= Beginning of Section =
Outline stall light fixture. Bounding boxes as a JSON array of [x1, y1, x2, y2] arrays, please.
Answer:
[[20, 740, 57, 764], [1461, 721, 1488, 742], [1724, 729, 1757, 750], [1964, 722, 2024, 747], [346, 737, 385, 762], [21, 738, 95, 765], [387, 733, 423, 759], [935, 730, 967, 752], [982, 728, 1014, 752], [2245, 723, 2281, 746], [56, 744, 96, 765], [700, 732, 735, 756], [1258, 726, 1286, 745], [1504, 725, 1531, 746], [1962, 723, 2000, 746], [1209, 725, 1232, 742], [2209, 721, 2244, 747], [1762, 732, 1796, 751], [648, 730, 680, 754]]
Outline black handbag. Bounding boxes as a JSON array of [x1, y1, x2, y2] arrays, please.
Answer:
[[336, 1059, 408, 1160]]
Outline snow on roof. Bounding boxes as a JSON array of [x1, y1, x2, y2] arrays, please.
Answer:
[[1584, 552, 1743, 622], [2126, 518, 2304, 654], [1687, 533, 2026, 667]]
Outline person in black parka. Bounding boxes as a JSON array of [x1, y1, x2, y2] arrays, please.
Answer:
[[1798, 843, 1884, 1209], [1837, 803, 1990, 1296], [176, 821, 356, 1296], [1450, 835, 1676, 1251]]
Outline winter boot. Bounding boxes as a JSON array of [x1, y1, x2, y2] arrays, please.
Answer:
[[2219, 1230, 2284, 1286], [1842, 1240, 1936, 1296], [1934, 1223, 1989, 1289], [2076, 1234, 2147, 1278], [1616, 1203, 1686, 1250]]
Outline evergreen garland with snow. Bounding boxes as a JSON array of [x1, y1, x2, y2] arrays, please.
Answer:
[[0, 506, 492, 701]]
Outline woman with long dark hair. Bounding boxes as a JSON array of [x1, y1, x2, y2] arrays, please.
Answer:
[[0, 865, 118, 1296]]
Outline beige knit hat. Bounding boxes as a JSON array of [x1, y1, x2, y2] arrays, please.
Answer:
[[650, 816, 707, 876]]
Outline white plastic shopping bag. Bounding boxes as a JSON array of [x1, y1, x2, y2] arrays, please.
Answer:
= End of Section =
Work to complete:
Every line of the material above is to be copied exactly.

Worked solution:
Outline stall light fixture. Bounding boxes as a JSON array of [x1, y1, x2, y2] arrays, please.
Answer:
[[20, 740, 57, 764], [1461, 721, 1488, 742], [1724, 729, 1757, 750], [1964, 722, 2024, 747], [346, 737, 385, 762], [21, 738, 95, 765], [387, 733, 423, 759], [935, 730, 967, 752], [982, 728, 1014, 752], [2245, 723, 2281, 746], [56, 744, 96, 765], [700, 732, 735, 756], [1258, 726, 1286, 745], [1504, 725, 1531, 746], [1962, 723, 2000, 746], [1209, 725, 1232, 742], [2209, 721, 2244, 747], [1762, 732, 1796, 751], [648, 730, 680, 754]]
Outline black handbag. Bounding boxes as a JSON array of [x1, y1, x2, y2] arrays, please.
Answer:
[[336, 1059, 408, 1160]]
Outline snow on roof. Bounding boxes as a JSON array of [x1, y1, x2, y2] arrays, please.
Answer:
[[1584, 552, 1743, 622], [2126, 518, 2304, 654], [1687, 533, 2026, 667]]
Outline person in black parka. Bounding boxes as a JSON array of [x1, y1, x2, y2] arrays, please.
Answer:
[[1798, 843, 1884, 1209], [1837, 803, 1990, 1296], [176, 821, 356, 1296], [1450, 835, 1676, 1251]]
Outline winter boot. Bounding boxes as a JSON array of [x1, y1, x2, y2] arrays, please.
Answer:
[[2219, 1230, 2284, 1286], [1842, 1240, 1936, 1296], [1934, 1223, 1989, 1289], [2076, 1234, 2147, 1278], [1616, 1203, 1686, 1250]]
Outline evergreen garland with snow. Bounding boxes as a JSON array of [x1, y1, x2, y2] arrays, please.
Answer:
[[0, 506, 492, 701]]
Outline woman with long dark hair. Bounding boxes as a JSON array of [x1, y1, x2, y2] arrays, please.
Answer:
[[0, 865, 118, 1296]]
Outline beige knit hat. Bounding boxes as a JSON array of [x1, y1, x2, y2] arrays, please.
Answer:
[[650, 816, 707, 876]]
Outline white plastic shopping bag. Bounding boxes as a JSON array of [x1, y1, x2, y2] arrays, please.
Answer:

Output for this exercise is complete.